::: AUSGEWÄHLTER TEXTAUSZUG :::

Die Corona-Krise hat die Aktien von Drägerwerk gewissermaßen aus dem Dornröschenschlaf erweckt. Seit 2017 kannten die im SDax notierten Vorzugspapiere nämlich fast nur den Weg nach unten. Im vergangenen Jahr pendelten sie dann in der Spanne zwischen 40 und 60 Euro hin und her. Den am 24. Februar einsetzenden weltweiten Börsen-Crash angesichts der Corona-Pandemie haben die Dräger-Aktien schließlich so gut wie unbeschadet überstanden.

Spätestens seit Mitte März wird Dräger an der Börse als Krisengewinner gehandelt. Für die Anteilsscheine ging es steil bergauf, in der Spitze Ende März sogar fast bis auf 110 Euro. Dieses Niveau, das die Papiere zuletzt 2017 erreicht hatten, konnten sie allerdings nicht halten. Vom Rekordhoch aus 2015 bei 123,70 Euro waren sie noch weit entfernt. Zunächst ließ die Euphorie spürbar nach, zudem haben zwischenzeitliche Gewinnmitnahmen die Aktien immer wieder ausgebremst.

::: BEREITGESTELLTE DATEN :::

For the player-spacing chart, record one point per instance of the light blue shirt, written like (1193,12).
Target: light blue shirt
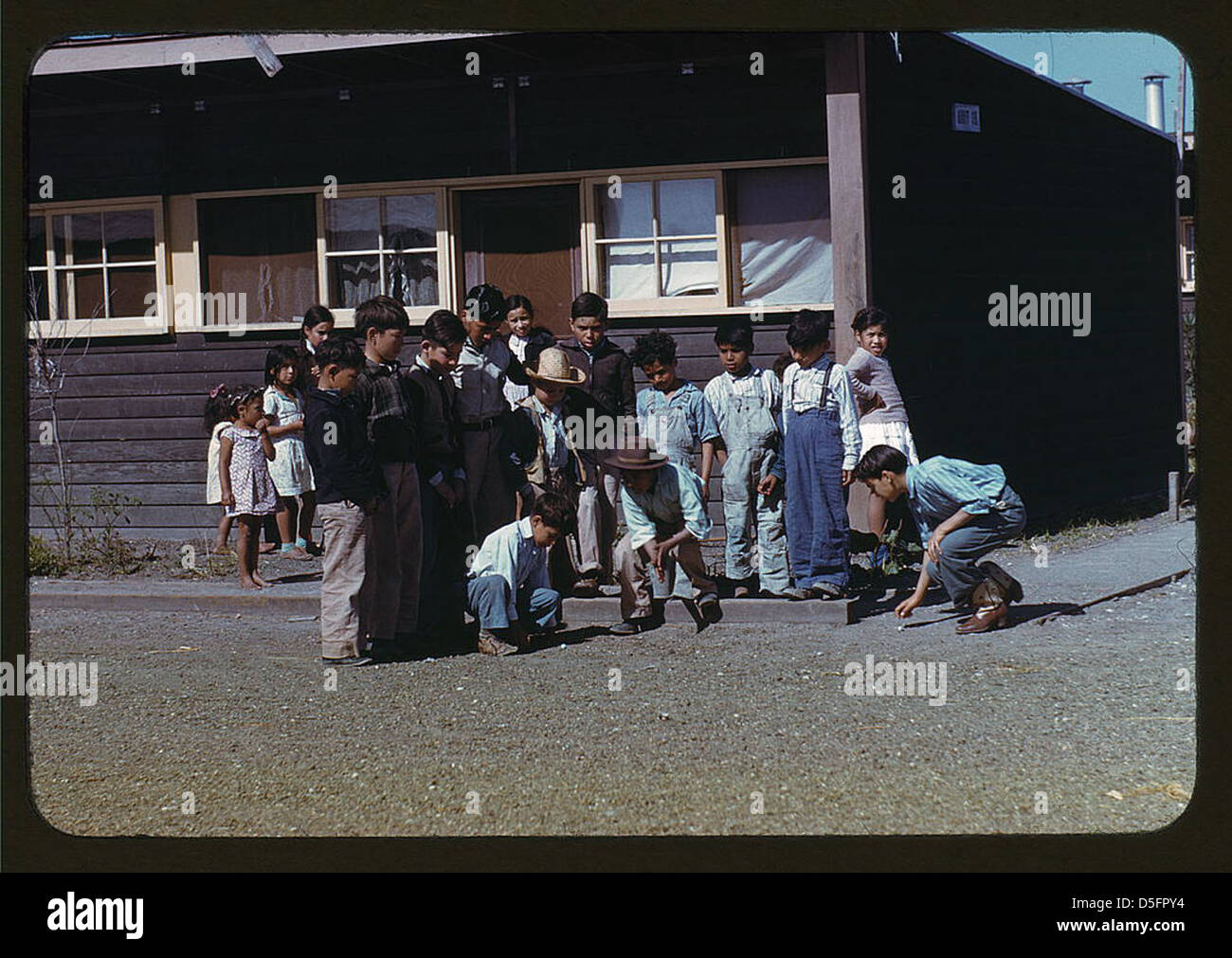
(802,390)
(940,486)
(674,500)
(510,551)
(698,416)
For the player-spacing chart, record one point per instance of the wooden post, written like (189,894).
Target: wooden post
(846,164)
(849,233)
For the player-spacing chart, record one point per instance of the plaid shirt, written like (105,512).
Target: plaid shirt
(383,399)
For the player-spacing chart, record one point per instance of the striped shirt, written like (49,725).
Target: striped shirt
(752,383)
(802,390)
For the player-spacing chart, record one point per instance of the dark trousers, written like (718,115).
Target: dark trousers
(816,500)
(443,575)
(964,547)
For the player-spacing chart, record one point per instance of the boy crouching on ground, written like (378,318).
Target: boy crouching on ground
(508,590)
(349,485)
(962,511)
(665,515)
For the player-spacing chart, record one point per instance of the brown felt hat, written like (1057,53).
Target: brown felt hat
(640,457)
(554,367)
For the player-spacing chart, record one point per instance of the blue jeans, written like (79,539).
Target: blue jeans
(966,545)
(488,601)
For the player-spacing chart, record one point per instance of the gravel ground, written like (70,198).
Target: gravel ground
(233,708)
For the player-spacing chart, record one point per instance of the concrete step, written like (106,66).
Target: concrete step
(158,597)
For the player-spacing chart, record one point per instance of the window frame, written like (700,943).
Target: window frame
(447,243)
(1187,280)
(658,304)
(345,316)
(75,328)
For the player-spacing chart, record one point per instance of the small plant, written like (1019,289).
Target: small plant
(44,558)
(103,545)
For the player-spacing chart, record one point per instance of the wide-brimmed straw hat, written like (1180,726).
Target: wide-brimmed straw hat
(640,457)
(554,367)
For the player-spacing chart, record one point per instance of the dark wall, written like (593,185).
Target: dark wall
(591,101)
(132,415)
(1055,194)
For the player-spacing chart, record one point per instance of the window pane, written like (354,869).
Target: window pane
(410,279)
(353,225)
(36,241)
(86,233)
(86,295)
(690,267)
(410,222)
(36,295)
(260,253)
(130,235)
(353,280)
(627,214)
(686,207)
(130,290)
(628,271)
(781,235)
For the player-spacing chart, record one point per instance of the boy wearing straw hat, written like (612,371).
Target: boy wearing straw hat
(543,448)
(665,514)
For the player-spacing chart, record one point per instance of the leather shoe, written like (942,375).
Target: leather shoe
(986,620)
(491,645)
(636,625)
(587,587)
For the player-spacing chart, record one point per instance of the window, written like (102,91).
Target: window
(95,265)
(658,239)
(258,259)
(780,233)
(382,245)
(734,238)
(1187,274)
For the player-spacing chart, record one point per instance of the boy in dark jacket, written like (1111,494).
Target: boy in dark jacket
(349,486)
(395,546)
(442,473)
(608,379)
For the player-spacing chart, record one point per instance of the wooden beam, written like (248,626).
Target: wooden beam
(849,225)
(848,165)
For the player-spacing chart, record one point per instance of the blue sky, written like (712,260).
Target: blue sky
(1114,63)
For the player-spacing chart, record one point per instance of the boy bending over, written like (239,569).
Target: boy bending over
(962,511)
(508,590)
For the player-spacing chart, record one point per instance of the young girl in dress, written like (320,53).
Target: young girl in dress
(318,323)
(217,419)
(522,334)
(290,469)
(245,449)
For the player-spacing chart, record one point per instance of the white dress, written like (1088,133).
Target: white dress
(213,484)
(290,469)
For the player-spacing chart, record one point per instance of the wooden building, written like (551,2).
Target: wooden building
(185,208)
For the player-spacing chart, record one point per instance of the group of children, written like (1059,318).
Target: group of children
(464,477)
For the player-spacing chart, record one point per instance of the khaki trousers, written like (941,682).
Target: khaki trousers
(395,557)
(635,575)
(596,522)
(345,530)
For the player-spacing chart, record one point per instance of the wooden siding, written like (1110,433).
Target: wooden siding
(131,415)
(1054,194)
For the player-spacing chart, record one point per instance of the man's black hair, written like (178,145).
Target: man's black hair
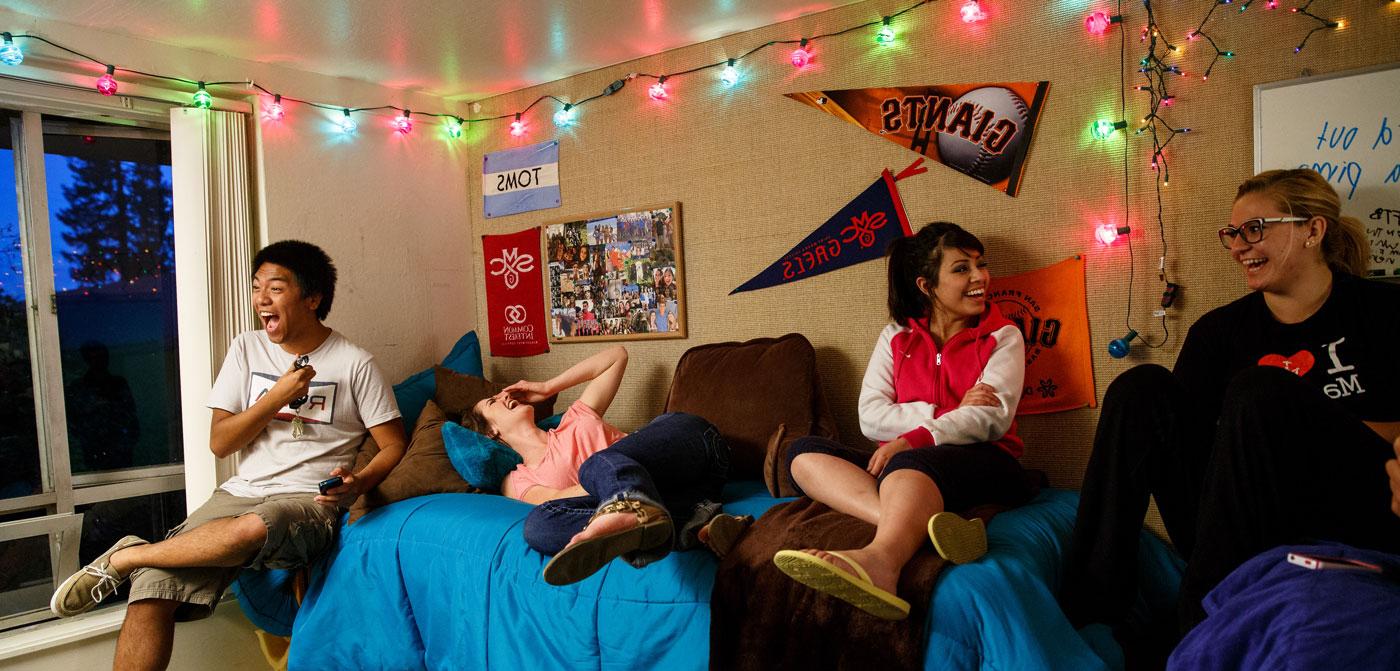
(312,268)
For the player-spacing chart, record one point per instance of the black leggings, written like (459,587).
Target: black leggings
(1283,464)
(965,475)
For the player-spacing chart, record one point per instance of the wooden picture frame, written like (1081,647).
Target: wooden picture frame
(615,276)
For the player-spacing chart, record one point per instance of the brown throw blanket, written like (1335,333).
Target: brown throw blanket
(763,619)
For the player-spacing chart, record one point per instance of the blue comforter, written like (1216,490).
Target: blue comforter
(447,582)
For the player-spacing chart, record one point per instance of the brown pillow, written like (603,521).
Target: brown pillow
(457,392)
(424,468)
(748,390)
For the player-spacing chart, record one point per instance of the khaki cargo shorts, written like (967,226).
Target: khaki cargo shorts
(298,531)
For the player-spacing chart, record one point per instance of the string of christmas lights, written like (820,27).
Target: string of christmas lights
(452,125)
(1158,73)
(1322,23)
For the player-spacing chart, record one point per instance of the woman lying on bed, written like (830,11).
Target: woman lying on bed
(602,493)
(940,395)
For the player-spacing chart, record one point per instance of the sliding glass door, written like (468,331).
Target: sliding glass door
(90,422)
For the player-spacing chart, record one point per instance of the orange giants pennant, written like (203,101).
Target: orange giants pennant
(982,130)
(1050,308)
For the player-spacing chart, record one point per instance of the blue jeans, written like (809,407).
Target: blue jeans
(678,462)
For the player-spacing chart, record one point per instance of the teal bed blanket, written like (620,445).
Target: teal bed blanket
(447,582)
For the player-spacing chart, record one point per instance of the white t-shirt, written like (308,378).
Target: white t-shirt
(347,397)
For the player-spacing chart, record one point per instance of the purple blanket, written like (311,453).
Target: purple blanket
(1270,614)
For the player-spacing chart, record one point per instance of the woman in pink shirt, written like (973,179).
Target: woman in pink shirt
(938,395)
(604,493)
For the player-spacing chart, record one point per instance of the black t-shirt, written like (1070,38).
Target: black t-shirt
(1348,348)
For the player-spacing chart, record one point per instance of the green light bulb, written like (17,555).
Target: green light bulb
(1102,129)
(202,98)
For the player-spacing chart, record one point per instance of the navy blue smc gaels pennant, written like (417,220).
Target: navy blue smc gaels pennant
(856,234)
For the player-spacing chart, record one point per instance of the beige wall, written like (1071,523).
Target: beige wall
(755,173)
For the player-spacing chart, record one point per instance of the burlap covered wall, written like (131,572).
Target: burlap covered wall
(755,173)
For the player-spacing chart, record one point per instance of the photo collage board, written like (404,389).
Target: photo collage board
(616,276)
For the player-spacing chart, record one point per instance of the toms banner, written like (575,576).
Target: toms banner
(1050,307)
(857,233)
(521,180)
(514,283)
(982,130)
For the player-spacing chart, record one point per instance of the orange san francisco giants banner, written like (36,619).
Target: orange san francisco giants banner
(982,130)
(1052,310)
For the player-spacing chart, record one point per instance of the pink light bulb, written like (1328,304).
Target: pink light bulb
(107,84)
(972,11)
(1108,233)
(275,111)
(658,90)
(1096,23)
(801,56)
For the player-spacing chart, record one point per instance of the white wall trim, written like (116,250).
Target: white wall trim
(213,252)
(45,635)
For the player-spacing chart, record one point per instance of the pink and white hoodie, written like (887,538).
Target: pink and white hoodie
(912,387)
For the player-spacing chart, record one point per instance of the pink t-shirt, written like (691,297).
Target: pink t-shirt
(581,432)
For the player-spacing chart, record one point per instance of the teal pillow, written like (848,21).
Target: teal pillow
(415,392)
(482,461)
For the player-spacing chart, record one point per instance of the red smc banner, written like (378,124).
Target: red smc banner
(514,294)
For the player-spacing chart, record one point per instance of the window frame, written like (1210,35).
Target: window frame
(62,492)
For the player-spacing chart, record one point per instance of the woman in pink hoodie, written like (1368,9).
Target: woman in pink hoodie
(938,395)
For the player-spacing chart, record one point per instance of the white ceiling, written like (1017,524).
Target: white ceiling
(459,49)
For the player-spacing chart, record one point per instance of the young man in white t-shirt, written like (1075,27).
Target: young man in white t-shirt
(294,426)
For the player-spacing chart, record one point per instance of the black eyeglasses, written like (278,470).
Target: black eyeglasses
(1252,229)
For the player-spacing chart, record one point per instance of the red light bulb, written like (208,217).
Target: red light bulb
(107,84)
(801,56)
(658,90)
(972,11)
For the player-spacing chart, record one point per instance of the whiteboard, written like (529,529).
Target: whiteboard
(1347,128)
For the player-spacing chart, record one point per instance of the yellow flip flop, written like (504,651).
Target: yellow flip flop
(958,540)
(829,579)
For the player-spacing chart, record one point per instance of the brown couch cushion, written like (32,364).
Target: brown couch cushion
(748,390)
(424,468)
(457,392)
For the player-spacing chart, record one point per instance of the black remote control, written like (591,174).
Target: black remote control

:::

> **AUFGABENSTELLUNG**
Was sagt der Textauszug über die Dräger-Aktie zu diesen Punkten?
1. In welchem Index sind die Vorzugspapiere notiert?
2. In welcher Spanne pendelten sie im vergangenen Jahr?
3. Bei welchem Kurs lag das Rekordhoch aus 2015?
Die Auflistung spielt hierfür keine Rolle.

> **LÖSUNG**
1. Im SDax.
2. Zwischen 40 und 60 Euro.
3. Bei 123,70 Euro.